§ **Page extract**
'''

Centers all bear the same types of costs to conduct their operations, whether they’re attributed to the contact center budget or to that of IT or other parts of the organization. So, analysis of contact center cost structures should consider the main elements that contribute to the company’s budget, not just the center’s budget.
Costs include fixed and variable costs: the former being ones that are not specifically tied to business drivers, and the latter being costs that vary with the workload those drivers create. You also need to consider one-time versus recurring costs. Good examples of one-time costs associated with an employee are the cost of hiring or the cost of new hire training. Of course, the recurring costs include their salary and benefits. A good understanding of these costs sets the stage for looking at cost savings and other benefits.
Frontline labor—including agents, team leads, and supervisors—is by far the largest contact center expense, accounting for roughly two-thirds to three-fourths of the overall operating cost. It also presents the greatest opportunity for cost management or reduction. The model can provide insights on this variable expense based on volumes and handle times, as well as factors that impact efficiency in the use of these valuable resources, such as occupancy and shrinkage. Leadership and support resources are another important labor cost that can vary with size but ties less directly to workload.
Hourly rates or salaries are not the only factors in labor costs. “Loading” factors for benefits such as health insurance, life insurance, 401k, and taxes (Social Security and Medicare, as well as unemployment and other local taxes) add up quickly. We typically use 30% in our models.
Core contact center technology is the big factor specific to contact center operations, and includes things like the ACD that routes and reports on (omnichannel) contact handling, IVR for self-service, and WFO solutions (QM, WFM, analytics, etc.). The costs of all these tools can vary tremendously based on size and sophistication of the center. They must account for purchase, implementation, ongoing support, and maintenance.
Network considerations include voice and data. Contact center-specific network costs traditionally include some dedicated networks for voice, toll free numbers (with per minute costs), and in some cases, network services for re-routing or percent allocation, for example. Some companies are using internet services for both voice and data, especially for those moving to cloud solutions.

'''

Name every "loading" factor that the passage on contact center costs says adds to labor costs beyond hourly rates or salaries.

§ **The data**
'''

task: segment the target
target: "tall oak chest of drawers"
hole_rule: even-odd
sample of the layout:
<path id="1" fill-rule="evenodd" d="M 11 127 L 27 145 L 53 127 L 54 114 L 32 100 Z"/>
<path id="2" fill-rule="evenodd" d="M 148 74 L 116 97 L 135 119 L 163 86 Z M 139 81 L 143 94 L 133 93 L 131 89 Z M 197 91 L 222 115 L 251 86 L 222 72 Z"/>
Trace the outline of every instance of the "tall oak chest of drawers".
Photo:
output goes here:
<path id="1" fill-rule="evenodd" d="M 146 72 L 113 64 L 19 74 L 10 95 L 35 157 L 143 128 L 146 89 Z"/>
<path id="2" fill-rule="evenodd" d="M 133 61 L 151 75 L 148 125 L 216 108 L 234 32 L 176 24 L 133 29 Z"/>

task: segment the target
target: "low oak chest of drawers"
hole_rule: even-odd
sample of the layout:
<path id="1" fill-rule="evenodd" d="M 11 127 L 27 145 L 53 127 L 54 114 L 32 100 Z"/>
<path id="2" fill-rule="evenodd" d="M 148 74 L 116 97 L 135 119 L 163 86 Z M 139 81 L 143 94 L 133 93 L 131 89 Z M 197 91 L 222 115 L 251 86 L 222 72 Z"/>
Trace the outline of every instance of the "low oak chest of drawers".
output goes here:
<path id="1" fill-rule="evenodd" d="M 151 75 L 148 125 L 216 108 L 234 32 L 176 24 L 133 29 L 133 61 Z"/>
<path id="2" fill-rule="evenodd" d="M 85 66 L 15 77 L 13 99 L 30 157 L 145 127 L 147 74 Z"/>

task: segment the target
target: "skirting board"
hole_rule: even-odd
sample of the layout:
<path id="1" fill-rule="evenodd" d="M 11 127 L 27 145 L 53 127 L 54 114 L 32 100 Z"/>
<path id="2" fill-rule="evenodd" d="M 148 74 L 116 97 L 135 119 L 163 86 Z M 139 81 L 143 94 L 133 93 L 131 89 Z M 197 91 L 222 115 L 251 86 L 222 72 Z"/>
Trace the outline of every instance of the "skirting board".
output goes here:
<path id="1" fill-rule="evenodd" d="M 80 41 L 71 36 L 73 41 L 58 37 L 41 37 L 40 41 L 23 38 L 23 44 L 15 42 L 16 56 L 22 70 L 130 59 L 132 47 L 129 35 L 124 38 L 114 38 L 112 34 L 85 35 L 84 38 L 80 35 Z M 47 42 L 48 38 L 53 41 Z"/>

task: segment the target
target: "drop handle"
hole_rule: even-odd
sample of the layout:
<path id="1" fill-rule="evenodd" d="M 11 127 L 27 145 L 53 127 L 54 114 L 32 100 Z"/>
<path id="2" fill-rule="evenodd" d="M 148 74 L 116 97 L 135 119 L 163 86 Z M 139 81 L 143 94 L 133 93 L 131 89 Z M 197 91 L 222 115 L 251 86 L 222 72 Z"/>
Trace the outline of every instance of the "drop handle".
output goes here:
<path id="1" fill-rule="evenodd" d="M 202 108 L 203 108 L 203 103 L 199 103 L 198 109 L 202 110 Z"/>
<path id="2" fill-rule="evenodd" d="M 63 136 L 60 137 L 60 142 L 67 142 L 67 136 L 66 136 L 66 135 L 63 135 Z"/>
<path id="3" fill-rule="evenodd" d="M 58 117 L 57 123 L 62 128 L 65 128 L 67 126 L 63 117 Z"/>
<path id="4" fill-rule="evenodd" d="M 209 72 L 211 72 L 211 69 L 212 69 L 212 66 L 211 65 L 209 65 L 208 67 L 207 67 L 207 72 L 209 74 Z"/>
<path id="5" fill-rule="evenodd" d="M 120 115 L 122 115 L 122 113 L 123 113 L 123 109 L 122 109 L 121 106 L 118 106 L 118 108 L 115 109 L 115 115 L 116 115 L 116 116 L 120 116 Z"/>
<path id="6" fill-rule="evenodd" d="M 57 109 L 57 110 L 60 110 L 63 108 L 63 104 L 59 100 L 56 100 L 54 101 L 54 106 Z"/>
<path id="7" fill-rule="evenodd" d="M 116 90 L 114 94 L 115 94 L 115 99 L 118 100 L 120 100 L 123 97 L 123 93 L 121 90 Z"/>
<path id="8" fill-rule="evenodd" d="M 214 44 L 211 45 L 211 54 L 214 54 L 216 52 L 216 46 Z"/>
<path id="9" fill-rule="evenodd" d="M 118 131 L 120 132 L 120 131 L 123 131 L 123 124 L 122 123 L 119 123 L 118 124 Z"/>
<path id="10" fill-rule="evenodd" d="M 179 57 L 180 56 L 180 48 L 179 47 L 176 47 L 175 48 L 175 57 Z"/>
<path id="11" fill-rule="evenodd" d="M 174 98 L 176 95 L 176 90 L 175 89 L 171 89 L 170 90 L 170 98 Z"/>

'''

§ **Answer to this task**
- Health insurance
- Life insurance
- 401k
- Taxes (Social Security and Medicare, as well as unemployment and other local taxes)